THE EXERCISE:
Pick out each line of the data below that contains the word "striped", and copy those lines in full.

WORKING DATA:
===============

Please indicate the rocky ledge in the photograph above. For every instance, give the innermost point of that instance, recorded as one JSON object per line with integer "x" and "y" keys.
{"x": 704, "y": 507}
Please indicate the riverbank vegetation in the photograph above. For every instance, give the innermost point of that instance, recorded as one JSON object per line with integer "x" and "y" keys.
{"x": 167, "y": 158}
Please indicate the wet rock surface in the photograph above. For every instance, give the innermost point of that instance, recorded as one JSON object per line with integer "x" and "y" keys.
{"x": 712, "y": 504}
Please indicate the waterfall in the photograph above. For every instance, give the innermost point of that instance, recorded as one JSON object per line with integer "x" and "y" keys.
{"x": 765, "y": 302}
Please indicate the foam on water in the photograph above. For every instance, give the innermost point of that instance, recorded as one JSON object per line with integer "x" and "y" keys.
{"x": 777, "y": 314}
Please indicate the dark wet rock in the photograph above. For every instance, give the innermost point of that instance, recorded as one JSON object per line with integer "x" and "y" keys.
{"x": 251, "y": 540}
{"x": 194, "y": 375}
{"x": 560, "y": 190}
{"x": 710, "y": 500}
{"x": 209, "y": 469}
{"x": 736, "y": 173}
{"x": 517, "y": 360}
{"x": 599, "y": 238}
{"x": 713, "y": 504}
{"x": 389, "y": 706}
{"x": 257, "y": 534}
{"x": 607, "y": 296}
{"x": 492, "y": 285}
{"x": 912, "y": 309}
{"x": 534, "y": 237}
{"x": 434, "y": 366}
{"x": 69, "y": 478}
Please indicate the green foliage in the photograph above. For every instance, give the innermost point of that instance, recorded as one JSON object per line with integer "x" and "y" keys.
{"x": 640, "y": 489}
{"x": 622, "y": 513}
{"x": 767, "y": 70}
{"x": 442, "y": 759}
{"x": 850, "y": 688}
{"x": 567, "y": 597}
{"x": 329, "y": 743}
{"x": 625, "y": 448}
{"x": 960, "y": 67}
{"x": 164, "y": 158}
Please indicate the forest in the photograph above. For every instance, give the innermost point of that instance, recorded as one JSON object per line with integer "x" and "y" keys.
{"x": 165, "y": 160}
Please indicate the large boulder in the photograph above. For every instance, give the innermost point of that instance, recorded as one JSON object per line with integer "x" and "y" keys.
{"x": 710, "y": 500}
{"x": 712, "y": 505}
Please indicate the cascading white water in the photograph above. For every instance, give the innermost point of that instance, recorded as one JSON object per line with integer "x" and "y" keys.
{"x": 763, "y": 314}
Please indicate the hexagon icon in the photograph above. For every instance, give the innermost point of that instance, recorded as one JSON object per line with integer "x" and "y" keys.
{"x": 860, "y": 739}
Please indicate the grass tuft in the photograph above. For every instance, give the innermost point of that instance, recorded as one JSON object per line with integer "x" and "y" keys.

===============

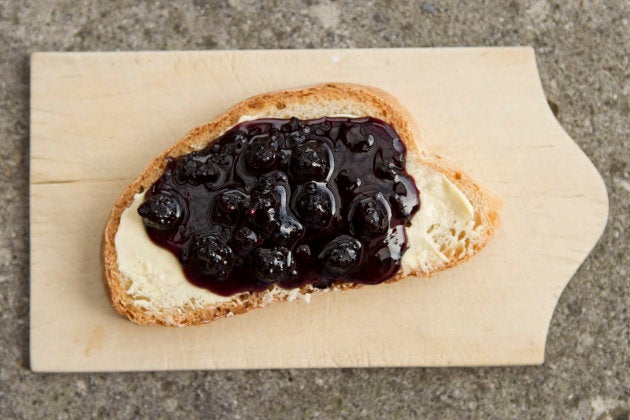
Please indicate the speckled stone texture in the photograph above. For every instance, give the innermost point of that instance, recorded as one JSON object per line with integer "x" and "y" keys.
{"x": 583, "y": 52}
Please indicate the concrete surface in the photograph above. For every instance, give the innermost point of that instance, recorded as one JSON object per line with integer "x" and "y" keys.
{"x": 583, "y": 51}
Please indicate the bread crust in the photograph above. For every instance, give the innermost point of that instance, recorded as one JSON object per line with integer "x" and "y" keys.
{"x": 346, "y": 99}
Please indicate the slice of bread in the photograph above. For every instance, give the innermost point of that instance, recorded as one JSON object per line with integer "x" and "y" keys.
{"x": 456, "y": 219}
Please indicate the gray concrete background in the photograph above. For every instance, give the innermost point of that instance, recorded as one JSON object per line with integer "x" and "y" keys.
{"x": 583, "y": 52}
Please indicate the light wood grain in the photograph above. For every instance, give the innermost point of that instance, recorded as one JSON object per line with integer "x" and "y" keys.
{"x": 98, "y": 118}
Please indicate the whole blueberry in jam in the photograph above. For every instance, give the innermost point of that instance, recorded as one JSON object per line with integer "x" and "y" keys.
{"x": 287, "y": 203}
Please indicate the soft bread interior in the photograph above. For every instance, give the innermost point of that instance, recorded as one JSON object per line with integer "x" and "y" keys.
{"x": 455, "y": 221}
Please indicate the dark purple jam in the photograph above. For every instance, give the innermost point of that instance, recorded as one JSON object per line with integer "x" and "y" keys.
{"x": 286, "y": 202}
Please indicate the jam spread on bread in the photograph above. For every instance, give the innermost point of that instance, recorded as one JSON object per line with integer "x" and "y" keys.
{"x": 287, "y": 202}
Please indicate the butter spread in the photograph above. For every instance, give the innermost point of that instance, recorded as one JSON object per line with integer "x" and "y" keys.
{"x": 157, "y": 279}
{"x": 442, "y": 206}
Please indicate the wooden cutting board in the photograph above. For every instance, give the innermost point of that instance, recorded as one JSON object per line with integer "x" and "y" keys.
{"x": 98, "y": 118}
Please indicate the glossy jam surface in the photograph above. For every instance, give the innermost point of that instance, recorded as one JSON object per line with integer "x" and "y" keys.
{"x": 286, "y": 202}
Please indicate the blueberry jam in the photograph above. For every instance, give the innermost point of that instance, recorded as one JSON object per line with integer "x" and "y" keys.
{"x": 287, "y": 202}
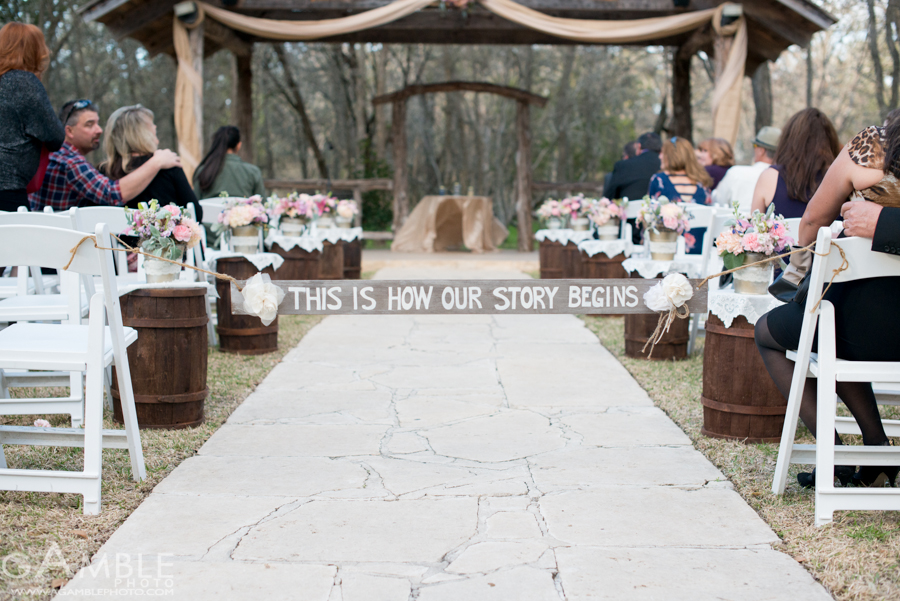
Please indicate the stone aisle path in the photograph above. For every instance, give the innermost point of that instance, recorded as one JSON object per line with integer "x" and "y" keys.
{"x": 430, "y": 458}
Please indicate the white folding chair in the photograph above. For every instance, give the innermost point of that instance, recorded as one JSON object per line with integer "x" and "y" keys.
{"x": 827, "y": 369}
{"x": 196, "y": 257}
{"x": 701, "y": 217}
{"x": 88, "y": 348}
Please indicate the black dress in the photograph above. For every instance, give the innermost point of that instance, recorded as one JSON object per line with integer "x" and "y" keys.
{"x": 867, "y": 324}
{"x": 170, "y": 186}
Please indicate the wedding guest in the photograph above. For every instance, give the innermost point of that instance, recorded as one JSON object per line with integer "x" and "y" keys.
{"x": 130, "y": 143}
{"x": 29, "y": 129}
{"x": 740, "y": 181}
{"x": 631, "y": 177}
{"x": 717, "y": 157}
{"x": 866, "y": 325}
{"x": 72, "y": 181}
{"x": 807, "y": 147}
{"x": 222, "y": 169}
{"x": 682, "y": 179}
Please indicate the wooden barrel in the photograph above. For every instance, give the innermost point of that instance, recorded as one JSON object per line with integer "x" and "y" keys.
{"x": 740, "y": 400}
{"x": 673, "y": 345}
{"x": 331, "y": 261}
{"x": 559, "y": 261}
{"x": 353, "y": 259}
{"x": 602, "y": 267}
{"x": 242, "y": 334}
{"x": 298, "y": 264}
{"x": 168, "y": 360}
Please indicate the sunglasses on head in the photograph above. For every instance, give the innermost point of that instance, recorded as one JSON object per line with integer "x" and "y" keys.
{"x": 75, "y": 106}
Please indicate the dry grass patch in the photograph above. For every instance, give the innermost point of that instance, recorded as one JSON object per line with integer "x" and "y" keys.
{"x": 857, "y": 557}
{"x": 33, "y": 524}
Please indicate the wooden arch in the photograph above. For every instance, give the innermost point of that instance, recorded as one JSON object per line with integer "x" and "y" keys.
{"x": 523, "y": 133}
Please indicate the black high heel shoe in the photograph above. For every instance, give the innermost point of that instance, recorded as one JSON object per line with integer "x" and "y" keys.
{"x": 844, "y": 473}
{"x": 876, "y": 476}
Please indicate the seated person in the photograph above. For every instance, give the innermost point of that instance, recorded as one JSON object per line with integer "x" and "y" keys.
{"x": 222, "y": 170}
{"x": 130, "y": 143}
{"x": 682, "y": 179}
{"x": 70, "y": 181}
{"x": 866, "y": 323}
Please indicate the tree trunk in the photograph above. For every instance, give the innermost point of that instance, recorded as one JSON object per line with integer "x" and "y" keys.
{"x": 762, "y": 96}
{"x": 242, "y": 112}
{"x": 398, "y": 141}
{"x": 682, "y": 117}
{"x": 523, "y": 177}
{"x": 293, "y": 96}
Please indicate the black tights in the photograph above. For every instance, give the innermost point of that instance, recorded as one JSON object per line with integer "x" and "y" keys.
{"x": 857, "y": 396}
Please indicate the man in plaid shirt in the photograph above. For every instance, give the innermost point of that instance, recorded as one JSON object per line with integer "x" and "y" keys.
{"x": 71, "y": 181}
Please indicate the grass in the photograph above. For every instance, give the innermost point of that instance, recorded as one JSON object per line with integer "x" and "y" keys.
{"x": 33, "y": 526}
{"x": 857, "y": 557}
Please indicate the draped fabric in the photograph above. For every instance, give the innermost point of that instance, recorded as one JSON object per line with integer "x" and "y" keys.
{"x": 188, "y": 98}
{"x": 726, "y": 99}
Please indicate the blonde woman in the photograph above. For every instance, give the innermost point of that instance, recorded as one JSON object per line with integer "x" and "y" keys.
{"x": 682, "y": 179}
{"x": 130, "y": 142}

===============

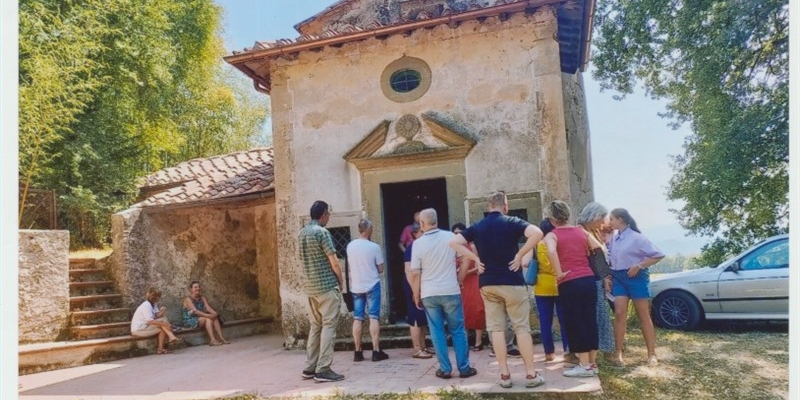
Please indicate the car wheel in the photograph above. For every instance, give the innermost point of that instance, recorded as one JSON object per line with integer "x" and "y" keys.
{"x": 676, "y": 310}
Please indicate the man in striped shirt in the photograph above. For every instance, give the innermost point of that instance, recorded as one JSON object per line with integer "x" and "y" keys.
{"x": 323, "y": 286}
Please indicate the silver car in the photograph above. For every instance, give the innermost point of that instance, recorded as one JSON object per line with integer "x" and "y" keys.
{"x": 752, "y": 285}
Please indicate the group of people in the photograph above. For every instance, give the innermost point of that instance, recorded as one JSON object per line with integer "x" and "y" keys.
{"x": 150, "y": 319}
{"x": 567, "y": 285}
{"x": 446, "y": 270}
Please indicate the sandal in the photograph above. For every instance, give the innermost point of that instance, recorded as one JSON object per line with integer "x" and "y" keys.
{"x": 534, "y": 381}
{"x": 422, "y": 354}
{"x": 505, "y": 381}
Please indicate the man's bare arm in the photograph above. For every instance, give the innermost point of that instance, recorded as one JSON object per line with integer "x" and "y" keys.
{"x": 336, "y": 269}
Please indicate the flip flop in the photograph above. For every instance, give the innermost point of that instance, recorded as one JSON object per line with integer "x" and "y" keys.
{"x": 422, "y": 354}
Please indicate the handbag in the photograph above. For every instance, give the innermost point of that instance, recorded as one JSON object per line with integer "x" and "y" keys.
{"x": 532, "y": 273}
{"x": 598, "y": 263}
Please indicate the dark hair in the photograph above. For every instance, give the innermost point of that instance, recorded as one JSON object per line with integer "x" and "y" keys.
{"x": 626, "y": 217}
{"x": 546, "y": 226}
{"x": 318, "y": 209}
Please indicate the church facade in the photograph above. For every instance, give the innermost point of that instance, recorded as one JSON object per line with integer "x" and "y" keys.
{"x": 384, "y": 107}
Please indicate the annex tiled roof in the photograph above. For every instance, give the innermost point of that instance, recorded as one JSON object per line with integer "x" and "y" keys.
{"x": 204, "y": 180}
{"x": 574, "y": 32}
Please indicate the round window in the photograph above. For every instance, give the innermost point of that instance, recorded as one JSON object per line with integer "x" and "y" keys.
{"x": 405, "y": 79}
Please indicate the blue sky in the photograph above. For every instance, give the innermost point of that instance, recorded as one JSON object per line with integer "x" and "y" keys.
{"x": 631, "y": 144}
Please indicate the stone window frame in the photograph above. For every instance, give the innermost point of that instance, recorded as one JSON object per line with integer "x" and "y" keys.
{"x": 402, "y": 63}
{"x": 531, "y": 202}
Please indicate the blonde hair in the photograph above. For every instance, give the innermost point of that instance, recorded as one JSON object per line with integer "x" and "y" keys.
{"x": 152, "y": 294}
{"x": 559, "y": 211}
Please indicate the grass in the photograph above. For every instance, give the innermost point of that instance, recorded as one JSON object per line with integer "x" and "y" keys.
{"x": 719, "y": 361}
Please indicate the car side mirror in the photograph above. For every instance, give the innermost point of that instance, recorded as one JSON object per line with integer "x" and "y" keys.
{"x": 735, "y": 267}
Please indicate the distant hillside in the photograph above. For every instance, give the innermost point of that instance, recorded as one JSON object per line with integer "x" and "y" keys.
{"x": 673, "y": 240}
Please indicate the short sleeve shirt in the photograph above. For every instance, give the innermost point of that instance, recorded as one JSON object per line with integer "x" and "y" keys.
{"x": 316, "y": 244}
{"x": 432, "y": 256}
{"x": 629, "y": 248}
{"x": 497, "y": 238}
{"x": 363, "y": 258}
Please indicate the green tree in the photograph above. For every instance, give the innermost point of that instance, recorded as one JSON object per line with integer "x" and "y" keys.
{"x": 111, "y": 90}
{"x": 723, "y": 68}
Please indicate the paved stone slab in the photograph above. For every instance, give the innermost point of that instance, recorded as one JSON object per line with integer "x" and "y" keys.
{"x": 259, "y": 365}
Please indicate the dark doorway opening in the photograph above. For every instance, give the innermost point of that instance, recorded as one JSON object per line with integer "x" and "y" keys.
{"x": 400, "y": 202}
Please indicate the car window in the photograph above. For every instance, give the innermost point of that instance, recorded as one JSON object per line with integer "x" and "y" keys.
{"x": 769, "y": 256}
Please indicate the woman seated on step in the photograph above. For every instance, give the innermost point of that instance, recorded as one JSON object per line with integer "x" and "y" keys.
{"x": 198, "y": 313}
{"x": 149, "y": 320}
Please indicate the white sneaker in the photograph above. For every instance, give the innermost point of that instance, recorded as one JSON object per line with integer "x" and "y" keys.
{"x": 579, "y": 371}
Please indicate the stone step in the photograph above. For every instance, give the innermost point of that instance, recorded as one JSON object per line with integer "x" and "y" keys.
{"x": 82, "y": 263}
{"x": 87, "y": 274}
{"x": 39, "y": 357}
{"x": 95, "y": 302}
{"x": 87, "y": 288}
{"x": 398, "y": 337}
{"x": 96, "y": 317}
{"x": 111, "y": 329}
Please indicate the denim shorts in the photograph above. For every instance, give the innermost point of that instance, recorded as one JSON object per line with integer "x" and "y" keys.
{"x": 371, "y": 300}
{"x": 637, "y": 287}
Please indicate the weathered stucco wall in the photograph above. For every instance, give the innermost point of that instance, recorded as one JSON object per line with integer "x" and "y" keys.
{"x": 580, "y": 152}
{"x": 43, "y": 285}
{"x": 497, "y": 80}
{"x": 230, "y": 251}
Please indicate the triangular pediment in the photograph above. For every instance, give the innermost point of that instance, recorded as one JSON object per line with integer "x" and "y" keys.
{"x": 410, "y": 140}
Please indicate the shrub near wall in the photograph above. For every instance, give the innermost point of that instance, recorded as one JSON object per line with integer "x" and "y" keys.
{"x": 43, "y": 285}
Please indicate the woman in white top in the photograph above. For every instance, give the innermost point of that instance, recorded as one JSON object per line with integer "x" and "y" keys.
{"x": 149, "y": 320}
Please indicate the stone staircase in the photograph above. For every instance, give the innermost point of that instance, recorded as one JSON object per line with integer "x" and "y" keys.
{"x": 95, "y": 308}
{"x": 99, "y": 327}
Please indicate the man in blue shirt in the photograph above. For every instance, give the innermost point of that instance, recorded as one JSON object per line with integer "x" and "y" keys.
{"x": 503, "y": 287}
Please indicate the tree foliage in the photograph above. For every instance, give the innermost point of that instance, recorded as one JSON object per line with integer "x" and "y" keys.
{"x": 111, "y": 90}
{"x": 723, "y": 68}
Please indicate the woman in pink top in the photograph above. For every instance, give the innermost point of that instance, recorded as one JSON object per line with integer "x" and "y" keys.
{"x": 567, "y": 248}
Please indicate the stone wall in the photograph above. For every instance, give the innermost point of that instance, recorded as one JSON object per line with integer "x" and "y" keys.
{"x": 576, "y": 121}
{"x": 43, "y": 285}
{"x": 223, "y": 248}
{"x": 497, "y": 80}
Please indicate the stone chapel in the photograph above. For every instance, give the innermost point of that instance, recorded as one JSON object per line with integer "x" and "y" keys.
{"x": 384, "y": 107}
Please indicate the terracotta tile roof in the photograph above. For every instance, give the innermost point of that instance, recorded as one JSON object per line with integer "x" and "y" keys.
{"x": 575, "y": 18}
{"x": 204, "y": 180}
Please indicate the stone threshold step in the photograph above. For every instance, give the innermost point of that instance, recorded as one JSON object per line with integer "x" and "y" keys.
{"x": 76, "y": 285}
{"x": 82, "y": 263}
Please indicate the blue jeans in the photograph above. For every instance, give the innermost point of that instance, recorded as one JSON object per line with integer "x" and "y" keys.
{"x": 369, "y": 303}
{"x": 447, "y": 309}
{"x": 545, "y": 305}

===============

WORKED SOLUTION:
Please indicate the man in striped shirt in the photograph above. For every instance, give the innermost point of that instance, recorded as one JSON object per line with integer "x" and "y" keys.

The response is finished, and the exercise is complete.